_Passage provided_.
While you’re visiting Italy, you won’t be at the office, but after a busy day exploring, you’ll still need a little something before dinner.

How long it goes on is up to you. A quick drink before moving on to that great restaurant or winding your weary way home (30 minutes)? Or maybe you’ll continue snacking and sipping, and it’ll take the place of a ‘proper’ dinner entirely (yup, it’s 9 o’clock and we’re still propping up the bar!).

Aperitivo Meaning

Aperitivo - All You Need to Know About Italian Aperitif (1)

Aperitivo is, of course, the literal translation of the English ‘aperitif’ or French ‘apéritif’ – a pre-dinner drink.

‘Cocktail hour’ might be another way to say it, but while there are some classic pre-dinner cocktails (more about that below) an aperitivo italiano is often something that’s a little lighter on the alcohol.

The root of the word is the Latin aperire (to open) and the modern Italian is aprire…you’re literally ‘opening your stomach’ for all the delights to come!

Is it the same thing as a ‘happy hour? Well, not in the strict sense. A happy hour in other countries often implies that you get a two-for-one deal on your booze, whereas in Italy that’s not usually the case. In fact, some drinks at aperitivo may be more expensive than at other times of the day, but that’s because there are snacks included…more below.

But are you happy at aperitivo time? For sure! So there’s a definite link there!

How To Pronounce Aperitivo

Aperitivo is pronounced ah-peh-ree-TEE-voh.

_Task 1_. Count how many lines in the rows contain the string "utility", and reply with only that number.
The aperitivo article has no connection to the rows that come after it.

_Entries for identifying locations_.

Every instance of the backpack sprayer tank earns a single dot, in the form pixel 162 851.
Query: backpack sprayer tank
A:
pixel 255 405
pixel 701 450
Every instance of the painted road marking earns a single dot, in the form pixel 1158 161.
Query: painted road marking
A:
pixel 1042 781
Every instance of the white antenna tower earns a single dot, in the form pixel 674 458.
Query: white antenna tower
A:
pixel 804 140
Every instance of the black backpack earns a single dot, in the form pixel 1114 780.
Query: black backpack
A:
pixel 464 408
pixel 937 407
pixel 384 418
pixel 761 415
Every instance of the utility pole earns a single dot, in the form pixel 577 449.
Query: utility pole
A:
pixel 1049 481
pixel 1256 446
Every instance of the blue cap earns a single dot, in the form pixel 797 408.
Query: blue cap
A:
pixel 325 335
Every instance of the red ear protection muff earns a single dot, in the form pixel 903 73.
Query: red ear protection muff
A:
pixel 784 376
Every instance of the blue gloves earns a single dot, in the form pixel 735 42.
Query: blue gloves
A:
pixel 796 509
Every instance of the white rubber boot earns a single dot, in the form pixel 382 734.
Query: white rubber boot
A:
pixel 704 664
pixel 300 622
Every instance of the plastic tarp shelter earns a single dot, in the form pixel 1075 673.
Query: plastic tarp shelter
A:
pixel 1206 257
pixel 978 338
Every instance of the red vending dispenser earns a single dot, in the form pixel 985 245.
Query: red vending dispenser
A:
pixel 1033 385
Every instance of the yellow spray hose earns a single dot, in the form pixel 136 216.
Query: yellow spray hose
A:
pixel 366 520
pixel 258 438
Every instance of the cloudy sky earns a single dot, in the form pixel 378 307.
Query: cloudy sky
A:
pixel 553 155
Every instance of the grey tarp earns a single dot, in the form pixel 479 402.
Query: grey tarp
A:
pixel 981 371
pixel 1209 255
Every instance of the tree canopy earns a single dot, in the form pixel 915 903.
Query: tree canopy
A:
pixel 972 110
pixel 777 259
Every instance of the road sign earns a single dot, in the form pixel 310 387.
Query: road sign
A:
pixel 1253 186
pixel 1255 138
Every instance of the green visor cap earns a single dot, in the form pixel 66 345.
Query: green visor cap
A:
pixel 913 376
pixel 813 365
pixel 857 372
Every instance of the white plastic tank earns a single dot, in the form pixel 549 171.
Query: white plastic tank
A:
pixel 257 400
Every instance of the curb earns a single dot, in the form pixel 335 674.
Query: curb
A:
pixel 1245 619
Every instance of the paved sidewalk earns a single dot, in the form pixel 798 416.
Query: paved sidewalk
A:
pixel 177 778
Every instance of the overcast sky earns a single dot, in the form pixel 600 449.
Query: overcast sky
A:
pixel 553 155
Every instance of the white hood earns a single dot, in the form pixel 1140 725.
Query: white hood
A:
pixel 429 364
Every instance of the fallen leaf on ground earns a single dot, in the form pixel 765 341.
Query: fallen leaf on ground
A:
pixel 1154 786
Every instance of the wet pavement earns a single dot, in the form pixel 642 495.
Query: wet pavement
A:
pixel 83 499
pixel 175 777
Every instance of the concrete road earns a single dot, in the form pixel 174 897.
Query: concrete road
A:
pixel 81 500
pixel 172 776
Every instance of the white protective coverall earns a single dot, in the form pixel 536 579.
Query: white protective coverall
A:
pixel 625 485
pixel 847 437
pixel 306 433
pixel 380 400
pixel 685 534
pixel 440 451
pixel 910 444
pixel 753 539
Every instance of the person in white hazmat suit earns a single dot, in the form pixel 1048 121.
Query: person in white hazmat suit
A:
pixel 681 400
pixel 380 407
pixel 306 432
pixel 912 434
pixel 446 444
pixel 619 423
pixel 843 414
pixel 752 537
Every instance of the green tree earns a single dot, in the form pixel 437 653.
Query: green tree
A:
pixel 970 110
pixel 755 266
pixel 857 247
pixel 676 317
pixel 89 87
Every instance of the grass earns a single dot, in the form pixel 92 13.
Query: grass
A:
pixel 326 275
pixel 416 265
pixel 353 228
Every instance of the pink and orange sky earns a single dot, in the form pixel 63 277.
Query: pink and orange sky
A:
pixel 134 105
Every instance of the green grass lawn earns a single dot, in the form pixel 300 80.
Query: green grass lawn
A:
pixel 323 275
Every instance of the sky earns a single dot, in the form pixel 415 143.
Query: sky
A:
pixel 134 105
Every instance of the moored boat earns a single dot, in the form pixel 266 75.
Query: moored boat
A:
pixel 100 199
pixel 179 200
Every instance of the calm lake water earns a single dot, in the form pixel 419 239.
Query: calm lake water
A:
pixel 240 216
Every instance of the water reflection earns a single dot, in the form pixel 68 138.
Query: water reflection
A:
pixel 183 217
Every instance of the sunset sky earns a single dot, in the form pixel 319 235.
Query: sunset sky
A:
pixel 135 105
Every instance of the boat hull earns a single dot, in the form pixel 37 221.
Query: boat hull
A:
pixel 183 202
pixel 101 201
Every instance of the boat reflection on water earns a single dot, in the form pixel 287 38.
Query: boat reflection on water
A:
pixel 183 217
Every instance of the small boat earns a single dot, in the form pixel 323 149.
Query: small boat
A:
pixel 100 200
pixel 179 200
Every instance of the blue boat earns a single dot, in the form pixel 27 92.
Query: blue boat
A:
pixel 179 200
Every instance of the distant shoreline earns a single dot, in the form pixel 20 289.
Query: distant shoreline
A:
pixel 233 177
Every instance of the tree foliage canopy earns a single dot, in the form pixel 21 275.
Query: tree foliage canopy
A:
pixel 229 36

_Task 2_. Pick up the aperitivo article right after its last sentence and keep writing.

_Exercise output 1_. 2

_Exercise output 2_.
(Video) Aperitivo, the Italian Cocktail Hour Ritual | Local Aromas

Listen to it here:

The Difference Between Aperitivo and Digestivo

Here in Italy we not only enjoy our pre-dinner drinks, but there’s an extra special place in our hearts for after-dinner drinks too. That’s where the digestivo comes in. After all, it’s only natural to want to ‘digest’ that wonderful dinner you’ve eaten. The digestive is usually a herb-based liqueur (although it might also be a more international whisky or brandy).

Homebrewing is a widespread hobby and artform and every Italian family worth its salt will have a family member who’s an expert at producing some kind of plant-based digestivo. This deserves a whole article on its own, so we’ll save it for another day, but I’ll just mention in passing that some of the most popular Italian after-dinner drinks are amari (literally ‘bitters’) like Amaro Del Capo, Montenegro, and Braulio (a herbal liqueur from the Valtellina region in Italy).

You may be surprised to learn that Jägermeister is also a very popular after-dinner digestivo in Italy. Forget misspent youth and headache-inducing Jaeger-bombs…it’s meant to be sipped and enjoyed slowly (and you generally only drink one!).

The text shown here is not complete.